** TEXTO **
18 novembro, 2017

SONHO?... LOGO, EXISTO! - PREFÁCIO



  

PREFÁCIO



“... Sim Senhor, tudo o que queira, mas são as palavras as que cantam, as que sobem e baixam... Prosterno-me diante delas... Amo-as, uno-me a elas, persigo-as, mordo-as, derreto-as... Amo tanto as palavras... As inesperadas... As que avidamente a gente espera, espreita até que de repente caem...”
in Confesso que Vivi, Pablo Neruda.


De que matéria são feitos os sonhos?

A vida, felizmente, permite-nos surpresas, momentos marcantes, pessoas inesquecíveis. Partilhas em cadeia, daquelas que não se podem quebrar, em que pela correnteza só temos que somar, acrescentar, gerar densidades, também em forma de afectos... porque não?
A professora Lucinda Maria não foi minha professora; não fiz com ela uma viagem a um lugar único ou inesquecível; não fazemos parte de uma tertúlia permanente, ordeira ou militante; não temos um percurso longo e próximo de vidas cruzadas em comum.
Até sabemos muito pouco um do outro. Mas é importante sabermos muito uns dos outros? Muito? Nos pormenores? Nos recantos e lugares marcados das nossas vidas, quais cartas de marear ou mariolas amontoadas pela serra da Estrela para guiar quem na montanha busca o sentido e o fazer da vida?
Não. A professora Lucinda Maria faz parte daquele troço das nossas vidas, em que primeiro os personagens, depois as personalidades, depois os hábitos, depois os vícios – tão humanos que são os vícios! – se revelam através das luzes da vida cívica.
A luz da cidadania, essa condição tão humana, quando pela cultura nos conseguimos elevar, rasgar horizontes, perceber o diferente e desigual, aceitar o plural; absorvermos o mundo, as pessoas e criamos sociedade, geramos diversidade e tolerância, e essa crença inquebrável no devir melhorado dessa mesma condição humana.
Que combustível – fóssil – esse, o optimismo!
Há quem lhe chame utopia, qual forma prática e consequente de organizar e dar forma e sentido aos sonhos.
Redescobri a professora Lucinda Maria precisamente na luz da partilha cívica, na tentativa da construção de um guia para a felicidade e para o bem-estar que a mais, muitos mais, esse caminho certo contemplasse.
Quis a cidadania, qual vício de dizer: – presente!, nos apresentasse e nos colocasse a falar. E da fala viesse a partilha, e da partilha se dissesse a sério matéria leve, trivial – como trivial é a vida – e nada, nada truculenta entre quem se quer respeitar.
E dissemos de forma viva, livre e solta, coisas sérias sobre a vida, os sonhos, os anseios, as angústias e os medos. E com certeza as alegrias e o avatar das nossas personalidades. A de Lucinda Maria serenamente autoconfiante, de radicular identidade, perscrutante, com os seus contornos de “alma inquieta de nortada”.
De que matéria são feitos os sonhos?
Figuras de estilo à parte, claro que conhecia a professora Lucinda Maria.

** TAREFA BREVE 1 **
De que obra de Pablo Neruda foi tirada a citação que abre o prefácio?
** TAREFA BREVE 2 **
Por favor, continue o prefácio a partir da frase final que nele aparece.

** DADOS APRESENTADOS **
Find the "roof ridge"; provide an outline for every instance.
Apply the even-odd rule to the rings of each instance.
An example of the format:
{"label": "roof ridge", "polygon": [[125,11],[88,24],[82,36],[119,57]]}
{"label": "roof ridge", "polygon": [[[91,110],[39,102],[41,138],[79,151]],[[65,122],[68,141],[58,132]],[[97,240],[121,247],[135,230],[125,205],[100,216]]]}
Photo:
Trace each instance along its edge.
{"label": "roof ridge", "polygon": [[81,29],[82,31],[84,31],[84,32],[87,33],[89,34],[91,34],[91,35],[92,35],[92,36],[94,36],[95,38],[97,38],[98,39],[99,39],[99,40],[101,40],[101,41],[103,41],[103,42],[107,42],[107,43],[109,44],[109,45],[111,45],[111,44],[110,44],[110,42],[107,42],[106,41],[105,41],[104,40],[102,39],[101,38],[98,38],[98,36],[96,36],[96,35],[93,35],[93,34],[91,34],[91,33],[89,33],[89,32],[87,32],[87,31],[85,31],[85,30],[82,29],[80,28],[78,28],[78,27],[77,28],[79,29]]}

...

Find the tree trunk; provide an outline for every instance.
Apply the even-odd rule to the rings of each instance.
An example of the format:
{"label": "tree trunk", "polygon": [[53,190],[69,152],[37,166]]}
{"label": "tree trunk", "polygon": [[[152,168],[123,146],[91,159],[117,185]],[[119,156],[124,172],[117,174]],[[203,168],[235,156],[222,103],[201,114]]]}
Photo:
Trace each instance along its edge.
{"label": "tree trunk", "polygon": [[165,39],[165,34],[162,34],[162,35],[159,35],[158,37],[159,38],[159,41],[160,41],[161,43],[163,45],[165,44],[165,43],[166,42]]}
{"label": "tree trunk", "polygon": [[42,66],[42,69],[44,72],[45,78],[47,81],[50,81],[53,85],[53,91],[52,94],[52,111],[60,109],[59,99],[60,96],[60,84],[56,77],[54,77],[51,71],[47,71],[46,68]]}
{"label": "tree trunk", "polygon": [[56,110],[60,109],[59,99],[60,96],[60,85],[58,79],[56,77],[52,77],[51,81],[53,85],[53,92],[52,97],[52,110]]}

** RESULTADO FINAL 1 **
Confesso que Vivi.

** RESULTADO FINAL 2 **
Tenho a certeza que até me cruzei com ela milhares – sim, milhares – de vezes aí pelas ruas da nossa vila e, depois, da nossa cidade. E aqui emerge a dimensão do tempo de convivência pelo silêncio e pelo olhar.
Por quantas pessoas passamos todos os dias, partilhamos espaços, sem que gostos, sonhos, desejos, conscientemente se interceptem?
Bem questionam poetas, cientistas e filósofos os mistérios da vida!...
De que matéria são feitos os sonhos?
E houve um momento para o reencontro, há alguns anos, sem que um contasse ao outro, ou sequer de tal fizesse comentário, como quem faz uma longa viagem com um desconhecido que vivia na própria cidade... os sinais unificadores foram-se revelando.
A cidadã livre pensadora, civicamente empenhada, apaixonada pela sua terra, pela memória colectiva e pelas palavras organizadas em livros. Que é isso de viver a cidade, sentir a terra, este chão e os milhares de identidades que dão forma e espessura a este corpo comum e não ter voz? E que essa voz não se possa juntar a outras vozes e com outros braços e mãos e não criem uma cadeia de união que nos aproxime, vincule e nos abrace num campo comum, partilhado?
E porque a cidadã livre, corajosa, participante, criadora, sabia que essa condição é tanto mais forte quanto mais trocarmos palavras, partilharmos vivências, descobrirmos o mundo – o interior e esse aí à nossa roda – descobri-lo pelo ir e tocar, ou ser-nos revelado, dado a conhecer, pelo registo lido e interiorizado de um autor mais atrevido.
Sim, atrevido. Que se atreveu a convencer-nos que também tu, também aquele, pode criar, recriar e verter em páginas todo um mundo que em geometria variável sai de nós e vem até nós, nos circunda e nos inunda, nos envolve e nos preenche os dias. E há quem diga, sábios desde o princípio dos tempos, que nos pode preencher a alma.
A professora Lucinda Maria, em cinco sessões catarse – e que mal se forem mesmo catarses? – revelou-nos partes do seu olhar profundo e suave, sobre as coisas que a inquietam e que a despertam. Sobre a sua alma. Partes que a impelem fazer, construir, edificar em forma de palavras... para depois nos convidar a entrar dentro delas. E dentro deles, seus cinco livros, como cinco dedos de uma mão – que aberta em forma generosa tem estendido – sempre – até nós.
A quem gosta de ler. A quem quer aprender a ler. A quem gosta de folhear. A quem gosta de sublinhar. A quem gosta de ler alto. A quem gosta de ler baixinho. A quem gosta de declamar. A quem gosta de editar. A quem gosta de publicar.
Aos seus amigos. Literatos ou não. Amantes da escrita ou não.
Que é uma oferta, um presente apresentado para cada um folhear à vontade do pulsar do seu coração... parece-me que é assim.
Sim. Prosa ou poesia, há em Lucinda Maria as marcas da vida, de uma vida, das vidas, de vidas cruzadas. De uma existência, hoje serena, amanhã veremos.
Inexpugnável, surpreendente, com estes sonhos partilhados Lucinda Maria diz-nos: – Confesso que vivi.
E tanta vida tem dentro de si! Tanto para partilhar!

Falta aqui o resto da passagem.